Tasks to complete ::
(A) Please list the three things that the text on IFTTT and Twitter says recipes involve.
(B) Pick up the text on IFTTT and Twitter after its last sentence and keep writing it.

These are all done with 'recipes', created by users, in which IFTTT drives information from Twitter to another service. Recipes involve channels, triggers and actions - eg you can create a recipe that says if a tweet is posted (trigger) to Twitter (channel) then post it (action) to Evernote (another channel). IFTTT's 'About us' explains this very well.

There's a list of recipes here that include Twitter as a trigger (the Twitter icon appears on the left of the recipe) or as an action (on the right), some example below.


See a whole bunch of recipes like this, sending tweets to Evernote

Examples of Blogger, WordPress, Tumblr etc triggers sent to Twitter
My understanding is that any recipe that has Twitter on the left will no longer work next week, because IFTTT has been asked / told / forced to remove Twitter triggers, but those with Twitter on the right hand side will continue to work (because Twitter's happy to have stuff sent to its service). Apparently IFTTT has been in violation of Twitter's terms of conditions regarding how third party applications can use its API and while this may be technically correct (Facebook and LinkedIn had to stop using this too I think) it's a bit annoying for end users who had set up systems to archive or do stuff with their tweets.

So... are there any alternatives, or will they all be blocked for misusing Twitter's API?

Question
Is there anything that Nigel Paul can do to retain the ability to automatically retweet, 12 hours later on delay, the tweets he's tagged with #r12, and to forward tweets tagged with #gl to both Google+ and LinkedIn? He's currently using IFTTT to take a trigger from Twitter, and that's the functionality that's being disabled.


I wonder if the first one (#r12) might be OK. Although the trigger is a tweet the action is also a tweet and I don't know if Twitter will smile kindly on this as the end result is going back to Twitter. There are plenty of examples of IFTTT recipes in which one type of tweet triggers a different kind of tweet (eg auto-thanking people for following you).

Material provided ::
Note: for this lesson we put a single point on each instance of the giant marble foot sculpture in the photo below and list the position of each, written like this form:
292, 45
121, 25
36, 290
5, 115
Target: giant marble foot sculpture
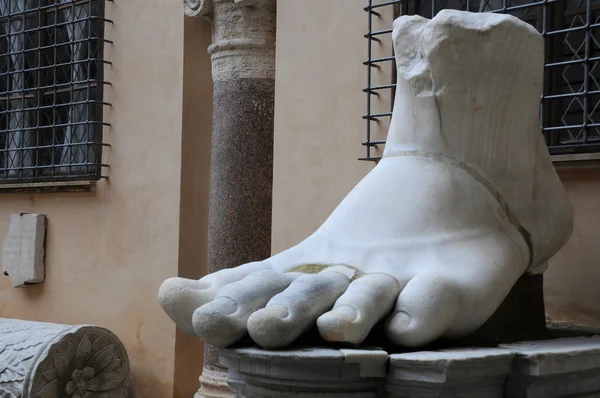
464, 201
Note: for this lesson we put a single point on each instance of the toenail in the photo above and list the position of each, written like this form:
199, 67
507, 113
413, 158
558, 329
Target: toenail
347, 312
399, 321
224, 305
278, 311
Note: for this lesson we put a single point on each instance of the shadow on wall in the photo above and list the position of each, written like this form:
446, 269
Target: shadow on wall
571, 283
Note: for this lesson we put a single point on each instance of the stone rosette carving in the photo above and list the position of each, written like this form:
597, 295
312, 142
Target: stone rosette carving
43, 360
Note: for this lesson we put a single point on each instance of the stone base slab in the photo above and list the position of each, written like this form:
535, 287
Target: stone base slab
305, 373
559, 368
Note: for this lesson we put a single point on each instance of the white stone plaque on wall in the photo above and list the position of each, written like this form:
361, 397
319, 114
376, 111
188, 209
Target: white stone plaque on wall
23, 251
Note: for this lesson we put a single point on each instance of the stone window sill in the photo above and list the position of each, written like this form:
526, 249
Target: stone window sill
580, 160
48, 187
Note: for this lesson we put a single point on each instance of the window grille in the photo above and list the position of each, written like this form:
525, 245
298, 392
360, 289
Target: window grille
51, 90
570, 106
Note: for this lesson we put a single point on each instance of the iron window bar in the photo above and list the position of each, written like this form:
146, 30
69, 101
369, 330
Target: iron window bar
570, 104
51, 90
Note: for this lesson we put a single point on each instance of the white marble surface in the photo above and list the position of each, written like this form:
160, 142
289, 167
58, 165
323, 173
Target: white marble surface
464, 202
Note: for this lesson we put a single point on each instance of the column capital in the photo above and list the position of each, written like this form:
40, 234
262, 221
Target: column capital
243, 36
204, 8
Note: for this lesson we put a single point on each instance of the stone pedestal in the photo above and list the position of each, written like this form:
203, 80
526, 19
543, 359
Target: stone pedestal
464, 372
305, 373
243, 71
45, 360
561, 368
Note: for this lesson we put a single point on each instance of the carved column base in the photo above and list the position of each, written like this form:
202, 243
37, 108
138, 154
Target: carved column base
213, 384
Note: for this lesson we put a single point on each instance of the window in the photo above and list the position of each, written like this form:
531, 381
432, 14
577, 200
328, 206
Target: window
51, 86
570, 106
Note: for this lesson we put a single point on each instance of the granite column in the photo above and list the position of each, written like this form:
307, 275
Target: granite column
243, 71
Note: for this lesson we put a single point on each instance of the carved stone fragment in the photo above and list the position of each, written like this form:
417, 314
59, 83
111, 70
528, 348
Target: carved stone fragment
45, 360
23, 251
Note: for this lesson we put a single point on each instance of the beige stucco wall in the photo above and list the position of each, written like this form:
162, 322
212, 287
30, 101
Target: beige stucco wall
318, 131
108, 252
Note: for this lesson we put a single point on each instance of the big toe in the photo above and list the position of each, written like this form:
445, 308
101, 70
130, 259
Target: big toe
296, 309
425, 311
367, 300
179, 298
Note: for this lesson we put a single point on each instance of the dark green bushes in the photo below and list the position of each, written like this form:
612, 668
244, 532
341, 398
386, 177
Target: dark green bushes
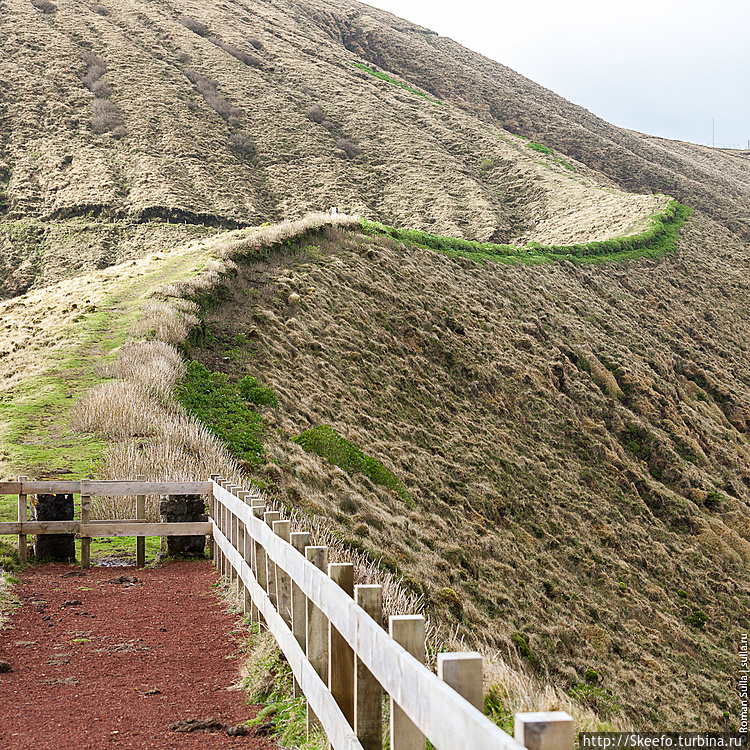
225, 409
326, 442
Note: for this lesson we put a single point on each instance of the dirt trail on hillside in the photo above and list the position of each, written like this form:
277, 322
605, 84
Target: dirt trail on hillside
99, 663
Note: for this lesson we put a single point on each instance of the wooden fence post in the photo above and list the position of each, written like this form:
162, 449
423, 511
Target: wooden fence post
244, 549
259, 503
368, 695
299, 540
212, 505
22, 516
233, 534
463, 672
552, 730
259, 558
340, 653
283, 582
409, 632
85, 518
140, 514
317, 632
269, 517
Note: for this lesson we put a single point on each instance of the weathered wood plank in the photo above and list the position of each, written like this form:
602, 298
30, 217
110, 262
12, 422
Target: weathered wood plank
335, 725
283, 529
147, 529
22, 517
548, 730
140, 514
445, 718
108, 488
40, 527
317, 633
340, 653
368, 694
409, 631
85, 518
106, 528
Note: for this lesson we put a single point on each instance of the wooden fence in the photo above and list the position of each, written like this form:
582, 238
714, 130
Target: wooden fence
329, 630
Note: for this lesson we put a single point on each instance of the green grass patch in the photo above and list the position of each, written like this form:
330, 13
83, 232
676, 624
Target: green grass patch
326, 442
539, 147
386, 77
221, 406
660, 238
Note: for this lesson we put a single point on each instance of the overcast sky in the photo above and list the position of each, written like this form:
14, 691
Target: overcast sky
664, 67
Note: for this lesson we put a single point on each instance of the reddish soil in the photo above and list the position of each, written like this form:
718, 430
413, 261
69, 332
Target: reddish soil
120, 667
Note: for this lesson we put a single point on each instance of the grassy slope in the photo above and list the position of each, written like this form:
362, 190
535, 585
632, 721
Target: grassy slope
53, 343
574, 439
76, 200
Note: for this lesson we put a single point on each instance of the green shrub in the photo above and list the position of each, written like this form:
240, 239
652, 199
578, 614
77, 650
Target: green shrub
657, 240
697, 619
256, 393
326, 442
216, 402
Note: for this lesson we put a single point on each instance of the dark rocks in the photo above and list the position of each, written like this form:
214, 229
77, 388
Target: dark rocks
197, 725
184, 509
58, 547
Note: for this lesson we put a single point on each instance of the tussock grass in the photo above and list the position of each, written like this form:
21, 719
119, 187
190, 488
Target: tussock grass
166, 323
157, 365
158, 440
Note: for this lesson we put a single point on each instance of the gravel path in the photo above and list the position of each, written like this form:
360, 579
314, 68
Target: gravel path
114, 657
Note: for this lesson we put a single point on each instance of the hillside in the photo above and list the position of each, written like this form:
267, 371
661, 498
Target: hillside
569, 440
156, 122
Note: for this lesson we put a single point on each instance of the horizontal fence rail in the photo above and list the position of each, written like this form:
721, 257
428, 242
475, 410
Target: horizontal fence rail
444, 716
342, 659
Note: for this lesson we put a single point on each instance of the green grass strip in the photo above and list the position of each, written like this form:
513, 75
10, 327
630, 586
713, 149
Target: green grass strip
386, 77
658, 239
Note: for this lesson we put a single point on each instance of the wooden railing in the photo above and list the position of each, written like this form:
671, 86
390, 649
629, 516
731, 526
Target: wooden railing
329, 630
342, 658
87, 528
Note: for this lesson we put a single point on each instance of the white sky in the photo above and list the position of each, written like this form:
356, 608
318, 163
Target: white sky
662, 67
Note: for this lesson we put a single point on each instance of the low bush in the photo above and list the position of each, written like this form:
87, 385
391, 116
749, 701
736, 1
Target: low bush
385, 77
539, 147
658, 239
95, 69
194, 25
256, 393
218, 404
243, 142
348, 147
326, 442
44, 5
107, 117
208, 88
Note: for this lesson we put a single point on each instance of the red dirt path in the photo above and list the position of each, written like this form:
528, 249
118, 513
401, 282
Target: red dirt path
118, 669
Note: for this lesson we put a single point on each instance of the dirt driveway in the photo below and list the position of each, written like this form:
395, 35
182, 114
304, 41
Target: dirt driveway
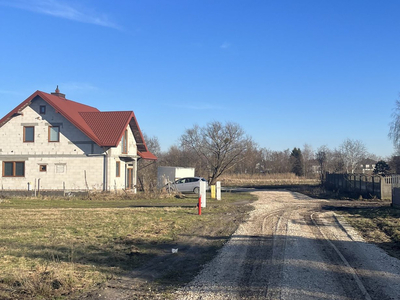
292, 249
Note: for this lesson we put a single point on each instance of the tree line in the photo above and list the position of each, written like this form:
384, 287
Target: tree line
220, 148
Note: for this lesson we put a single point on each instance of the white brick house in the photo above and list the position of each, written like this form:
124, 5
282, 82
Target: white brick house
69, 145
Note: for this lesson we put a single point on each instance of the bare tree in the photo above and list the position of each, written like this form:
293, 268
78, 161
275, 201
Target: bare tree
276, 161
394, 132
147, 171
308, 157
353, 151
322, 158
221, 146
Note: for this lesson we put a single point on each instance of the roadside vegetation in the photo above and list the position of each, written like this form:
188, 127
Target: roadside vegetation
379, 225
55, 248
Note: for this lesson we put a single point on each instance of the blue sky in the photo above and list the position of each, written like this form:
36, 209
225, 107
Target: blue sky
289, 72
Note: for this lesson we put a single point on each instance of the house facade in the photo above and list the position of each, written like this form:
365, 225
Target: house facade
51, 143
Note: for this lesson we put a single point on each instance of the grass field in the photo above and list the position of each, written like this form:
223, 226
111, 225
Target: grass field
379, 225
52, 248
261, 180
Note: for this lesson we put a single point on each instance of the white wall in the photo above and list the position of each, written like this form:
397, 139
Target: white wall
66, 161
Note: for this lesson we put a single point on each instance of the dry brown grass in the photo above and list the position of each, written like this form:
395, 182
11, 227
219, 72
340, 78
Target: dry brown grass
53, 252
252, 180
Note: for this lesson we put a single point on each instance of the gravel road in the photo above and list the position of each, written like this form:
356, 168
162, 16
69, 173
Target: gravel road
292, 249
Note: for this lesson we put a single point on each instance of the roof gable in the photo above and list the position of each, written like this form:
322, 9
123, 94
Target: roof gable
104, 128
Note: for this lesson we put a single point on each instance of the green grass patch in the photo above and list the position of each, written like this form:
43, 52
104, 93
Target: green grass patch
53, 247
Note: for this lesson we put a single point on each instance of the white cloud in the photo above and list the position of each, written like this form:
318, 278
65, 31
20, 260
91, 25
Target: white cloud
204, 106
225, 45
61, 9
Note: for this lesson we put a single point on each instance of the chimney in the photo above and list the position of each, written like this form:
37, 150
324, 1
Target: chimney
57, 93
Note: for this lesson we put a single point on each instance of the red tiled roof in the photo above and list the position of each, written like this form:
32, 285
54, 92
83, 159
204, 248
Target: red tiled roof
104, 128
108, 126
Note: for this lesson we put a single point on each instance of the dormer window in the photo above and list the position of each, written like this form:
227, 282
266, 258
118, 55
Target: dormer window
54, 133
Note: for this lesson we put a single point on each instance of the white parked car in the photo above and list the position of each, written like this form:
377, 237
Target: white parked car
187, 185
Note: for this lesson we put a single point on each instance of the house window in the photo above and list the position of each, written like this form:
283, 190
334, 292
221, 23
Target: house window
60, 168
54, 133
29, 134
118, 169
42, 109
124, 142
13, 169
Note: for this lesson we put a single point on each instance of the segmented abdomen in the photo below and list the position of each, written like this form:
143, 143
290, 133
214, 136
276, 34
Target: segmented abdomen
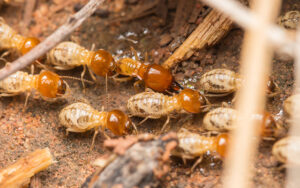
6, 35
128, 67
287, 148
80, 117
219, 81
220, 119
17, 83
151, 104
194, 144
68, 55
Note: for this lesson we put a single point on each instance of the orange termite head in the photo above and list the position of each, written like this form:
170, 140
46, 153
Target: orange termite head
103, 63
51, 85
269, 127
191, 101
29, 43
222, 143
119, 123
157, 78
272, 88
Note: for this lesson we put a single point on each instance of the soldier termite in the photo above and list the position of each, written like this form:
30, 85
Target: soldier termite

Final answers ::
(A) channels, triggers, actions

(B)
The next bit is about using RSS feeds to bypass Twitter but it looks like Twitter's gone ahead and killed off RSS feed support already ;) Checked now and seems to be back again! (8.34am 28 Sep 2012)

Alternatively, it might be possible to solve by using RSS as the trigger, instead of Twitter. Although the relevant addresses to use are pretty hidden Twitter's various streams (user, mentions, search etc) do support RSS feeds as a way of reading the updates - however RSS support will apparently be switched off by Twitter on 5 March 2013.

Edit: 9.14am - RSS feeds do work (the only example I've looked at is saving tweets to Evernote but see further reading below for how to set up and customise an IFTTT recipe using RSS feeds)


Example RSS feeds, just swap the relevant search term with your own:
  • User: http://twitter.com/statuses/user_timeline/jobrodie.rss (opens fine in Firefox and Internet Explorer where I'm logged in to two different Twitter accounts. On Chrome, where I'm logged into a third account) it tries to launch an RSS reader app)
  • Mentions: http://search.twitter.com/search.atom?q=@jobrodie (as above)
  • Favourites:  http://twitter.com/favorites/jobrodie.rss (gives blank page in Firefox and Chrome, says there's a format error in Internet Explorer so perhaps the link has changed)- aha try http://api.twitter.com/1/favorites.rss?screen_name=jamietr instead but swap jamietr for your own (or presumably someone else's if you want) screen name. I heard about this format for the URL from this comment on this blog post.
  • Search (use %20 between words to fill in for the space and make the URL continuous):
    http://search.twitter.com/search.atom?q=fluffy%20bunnies - all instances of fluffy bunnies :) (as for User and Mentions)
  • Hashtag search (use %23 for the # symbol): http://search.twitter.com/search.atom?q=%23scicomm  (as above)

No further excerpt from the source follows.